» TASK DESCRIPTION: Each record is to be printed again precisely as it reads.

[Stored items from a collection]
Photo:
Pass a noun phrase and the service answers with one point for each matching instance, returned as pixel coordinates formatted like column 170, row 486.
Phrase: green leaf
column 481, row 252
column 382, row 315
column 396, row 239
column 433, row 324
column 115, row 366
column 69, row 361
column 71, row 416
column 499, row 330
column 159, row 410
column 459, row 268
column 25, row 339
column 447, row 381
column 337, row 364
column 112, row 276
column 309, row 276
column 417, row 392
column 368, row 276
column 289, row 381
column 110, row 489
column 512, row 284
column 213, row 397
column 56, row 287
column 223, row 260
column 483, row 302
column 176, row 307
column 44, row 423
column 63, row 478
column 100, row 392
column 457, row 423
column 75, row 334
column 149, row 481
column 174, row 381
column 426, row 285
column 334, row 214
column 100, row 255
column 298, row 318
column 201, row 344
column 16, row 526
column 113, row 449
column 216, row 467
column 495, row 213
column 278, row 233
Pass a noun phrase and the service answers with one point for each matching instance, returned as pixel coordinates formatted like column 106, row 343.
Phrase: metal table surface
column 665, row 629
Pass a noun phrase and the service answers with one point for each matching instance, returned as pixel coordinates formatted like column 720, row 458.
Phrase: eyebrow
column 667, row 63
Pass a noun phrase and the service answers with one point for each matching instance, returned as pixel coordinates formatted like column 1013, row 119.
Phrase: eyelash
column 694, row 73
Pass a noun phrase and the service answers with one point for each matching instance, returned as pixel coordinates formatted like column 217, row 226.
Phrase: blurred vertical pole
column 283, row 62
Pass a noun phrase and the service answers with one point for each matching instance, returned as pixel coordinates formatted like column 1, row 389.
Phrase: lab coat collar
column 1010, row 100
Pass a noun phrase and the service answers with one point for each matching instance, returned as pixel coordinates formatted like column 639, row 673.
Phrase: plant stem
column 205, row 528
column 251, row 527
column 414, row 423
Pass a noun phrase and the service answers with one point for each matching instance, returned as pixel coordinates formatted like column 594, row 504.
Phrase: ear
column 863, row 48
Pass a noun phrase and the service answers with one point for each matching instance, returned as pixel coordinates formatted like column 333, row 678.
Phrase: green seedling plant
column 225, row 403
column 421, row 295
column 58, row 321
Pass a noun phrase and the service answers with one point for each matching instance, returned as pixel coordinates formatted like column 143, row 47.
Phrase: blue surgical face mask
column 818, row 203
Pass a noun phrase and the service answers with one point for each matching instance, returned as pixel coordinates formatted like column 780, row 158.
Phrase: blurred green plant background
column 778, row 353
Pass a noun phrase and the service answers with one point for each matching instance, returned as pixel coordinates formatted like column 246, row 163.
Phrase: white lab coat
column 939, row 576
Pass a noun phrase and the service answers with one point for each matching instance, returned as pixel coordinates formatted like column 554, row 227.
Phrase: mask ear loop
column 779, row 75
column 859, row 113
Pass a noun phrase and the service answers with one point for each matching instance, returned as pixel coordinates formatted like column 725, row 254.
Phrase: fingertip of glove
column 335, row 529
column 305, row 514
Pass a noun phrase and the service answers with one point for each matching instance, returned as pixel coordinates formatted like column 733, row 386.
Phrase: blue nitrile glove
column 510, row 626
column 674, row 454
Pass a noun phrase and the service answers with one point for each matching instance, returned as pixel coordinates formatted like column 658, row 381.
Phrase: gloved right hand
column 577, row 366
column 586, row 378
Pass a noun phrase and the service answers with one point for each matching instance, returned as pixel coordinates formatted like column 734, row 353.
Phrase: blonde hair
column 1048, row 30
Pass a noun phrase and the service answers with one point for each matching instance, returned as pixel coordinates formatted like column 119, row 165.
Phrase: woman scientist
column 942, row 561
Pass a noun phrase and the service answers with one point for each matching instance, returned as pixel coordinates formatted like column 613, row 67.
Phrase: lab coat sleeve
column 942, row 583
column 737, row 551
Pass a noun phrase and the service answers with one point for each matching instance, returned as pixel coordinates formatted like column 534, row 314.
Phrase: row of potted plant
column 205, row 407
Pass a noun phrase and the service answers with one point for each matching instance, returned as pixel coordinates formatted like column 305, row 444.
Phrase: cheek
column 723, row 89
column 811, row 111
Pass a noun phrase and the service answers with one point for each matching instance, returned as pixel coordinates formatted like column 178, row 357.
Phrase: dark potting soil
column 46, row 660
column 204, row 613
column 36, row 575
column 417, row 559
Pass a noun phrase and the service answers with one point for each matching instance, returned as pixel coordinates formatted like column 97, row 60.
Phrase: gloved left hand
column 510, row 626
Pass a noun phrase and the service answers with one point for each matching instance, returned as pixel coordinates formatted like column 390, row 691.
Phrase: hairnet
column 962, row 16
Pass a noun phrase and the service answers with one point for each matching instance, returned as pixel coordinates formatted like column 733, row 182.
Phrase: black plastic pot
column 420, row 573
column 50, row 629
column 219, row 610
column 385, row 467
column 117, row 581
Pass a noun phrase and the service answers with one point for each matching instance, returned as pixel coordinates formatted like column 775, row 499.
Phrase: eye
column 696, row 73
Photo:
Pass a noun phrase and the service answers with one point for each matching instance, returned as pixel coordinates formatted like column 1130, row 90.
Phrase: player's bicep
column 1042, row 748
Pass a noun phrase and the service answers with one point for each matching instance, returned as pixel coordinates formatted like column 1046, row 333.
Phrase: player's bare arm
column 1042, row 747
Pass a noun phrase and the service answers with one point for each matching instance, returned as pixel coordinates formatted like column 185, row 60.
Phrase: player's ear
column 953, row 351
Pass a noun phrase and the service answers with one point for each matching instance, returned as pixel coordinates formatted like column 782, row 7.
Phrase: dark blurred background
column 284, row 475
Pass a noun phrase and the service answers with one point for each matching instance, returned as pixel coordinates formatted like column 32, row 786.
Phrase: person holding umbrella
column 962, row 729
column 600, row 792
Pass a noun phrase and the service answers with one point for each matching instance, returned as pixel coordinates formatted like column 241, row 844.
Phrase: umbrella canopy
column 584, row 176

» RESULT OF THIS TASK:
Photo:
Pass a noun phrase and the service answers with one point for each matching instance, returned as pixel coordinates formatted like column 170, row 486.
Phrase: green leaf
column 481, row 252
column 382, row 315
column 396, row 239
column 433, row 324
column 115, row 366
column 69, row 361
column 71, row 416
column 499, row 330
column 159, row 410
column 459, row 268
column 25, row 339
column 447, row 381
column 337, row 364
column 112, row 276
column 309, row 276
column 417, row 392
column 368, row 276
column 289, row 381
column 110, row 489
column 512, row 284
column 213, row 397
column 56, row 287
column 223, row 260
column 483, row 302
column 176, row 307
column 44, row 423
column 63, row 478
column 100, row 392
column 457, row 423
column 75, row 334
column 149, row 481
column 174, row 381
column 426, row 285
column 334, row 214
column 100, row 255
column 298, row 318
column 201, row 344
column 16, row 526
column 113, row 449
column 216, row 467
column 495, row 213
column 278, row 233
Pass a noun phrase and the service answers with one point for each matching instance, returned as pixel coordinates formatted like column 106, row 343.
Phrase: metal table surface
column 665, row 629
Pass a noun phrase and the service answers with one point for each matching instance, returned as pixel coordinates formatted like column 720, row 458.
Phrase: eyebrow
column 667, row 63
Pass a noun phrase and the service answers with one point for each matching instance, returned as pixel coordinates formatted like column 1013, row 119.
Phrase: eyelash
column 694, row 73
Pass a noun phrase and the service answers with one point for each matching instance, returned as pixel coordinates formatted like column 217, row 226.
Phrase: blurred vertical pole
column 283, row 62
Pass a noun phrase and the service answers with one point for each matching instance, returned as pixel coordinates formatted like column 1, row 389.
Phrase: lab coat collar
column 1010, row 100
Pass a noun phrase and the service answers with one point for each matching instance, returned as pixel coordinates formatted like column 639, row 673.
Phrase: plant stem
column 205, row 528
column 251, row 527
column 414, row 423
Pass a noun phrase and the service answers with one point for each matching instance, returned as pixel coordinates formatted like column 594, row 504.
Phrase: ear
column 863, row 48
Pass a noun phrase and the service answers with one point for each matching instance, returned as pixel coordinates formatted like column 333, row 678.
Phrase: green seedling plant
column 225, row 403
column 421, row 295
column 58, row 321
Pass a noun phrase and the service answers with one point for each matching instance, returned as pixel coordinates formatted like column 143, row 47.
Phrase: blue surgical face mask
column 818, row 203
Pass a noun phrase and the service answers with one point for each matching instance, returned as pixel coordinates formatted like column 780, row 158.
Phrase: blurred green plant background
column 778, row 353
Pass a noun phrase and the service answers with one point for each matching instance, returned as pixel coordinates formatted like column 246, row 163.
Phrase: white lab coat
column 939, row 576
Pass a noun phrase and the service answers with one point for each matching instance, returned as pixel coordinates formatted like column 554, row 227.
Phrase: mask ear loop
column 779, row 75
column 859, row 113
Pass a noun phrase and the service answers with one point for each matching instance, returned as pixel coordinates formatted like column 725, row 254.
Phrase: fingertip of glove
column 335, row 529
column 305, row 514
Pass a noun phrase and the service answers with one point for each matching instance, returned as pixel coordinates formatted like column 733, row 386.
Phrase: blue nitrile glove
column 510, row 626
column 674, row 454
Pass a noun phrase and the service answers with one point for each matching instance, returned as pixel coordinates formatted like column 658, row 381.
Phrase: gloved right hand
column 577, row 366
column 586, row 378
Pass a noun phrase and the service answers with one point for each matching instance, returned as pixel coordinates formatted like column 734, row 353.
Phrase: blonde hair
column 1048, row 30
Pass a noun phrase and the service answers with one point for each matching instance, returned as pixel coordinates formatted like column 119, row 165.
Phrase: woman scientist
column 942, row 561
Pass a noun phrase and the service answers with one point for each matching instance, returned as pixel coordinates formatted like column 613, row 67.
Phrase: lab coat sleeve
column 942, row 583
column 737, row 551
Pass a noun phrase and the service answers with one point for each matching instance, returned as pixel coordinates formatted like column 534, row 314.
Phrase: row of potted plant
column 205, row 407
Pass a noun phrase and the service answers with one point for each matching instance, returned as pixel coordinates formatted like column 305, row 444.
Phrase: cheek
column 723, row 89
column 811, row 111
Pass a noun phrase and the service answers with one point for each matching instance, returned as pixel coordinates formatted like column 178, row 357.
Phrase: dark potting soil
column 46, row 660
column 204, row 613
column 36, row 575
column 417, row 559
Pass a noun phrase and the service answers with one point for each matching instance, returned as pixel coordinates formatted like column 97, row 60.
Phrase: gloved left hand
column 510, row 626
Pass a noun phrase and the service answers with one point for each matching instance, returned as pixel coordinates formatted like column 390, row 691.
Phrase: hairnet
column 962, row 16
Pass a noun phrase and the service answers with one point for each matching instance, returned as pixel coordinates formatted like column 733, row 182.
Phrase: black plastic pot
column 420, row 573
column 50, row 629
column 219, row 610
column 385, row 467
column 117, row 581
Pass a noun phrase and the service answers with one point for each matching instance, returned as pixel coordinates formatted like column 775, row 499.
Phrase: eye
column 696, row 73
Photo:
Pass a noun phrase and the service answers with one point for each matching instance, returned as pixel coordinates formatted like column 1130, row 90.
Phrase: player's bicep
column 1042, row 748
Pass a noun phrase and the service answers with one point for each matching instance, returned as pixel coordinates formatted like column 1046, row 333.
Phrase: player's bare arm
column 1042, row 747
Pass a noun phrase and the service answers with one point for each matching instance, returned as pixel coordinates formatted like column 185, row 60.
Phrase: player's ear
column 953, row 351
Pass a noun phrase and the service answers with one point for each matching instance, returned as pixel coordinates formatted like column 782, row 7.
Phrase: dark blurred background
column 284, row 475
Pass a noun phrase and the service answers with one point for each matching instance, returned as pixel coordinates formatted like column 32, row 786.
Phrase: person holding umbrella
column 962, row 729
column 600, row 792
Pass a noun phrase and the service answers with one point for each matching instance, returned as pixel coordinates formatted like column 241, row 844.
Phrase: umbrella canopy
column 584, row 176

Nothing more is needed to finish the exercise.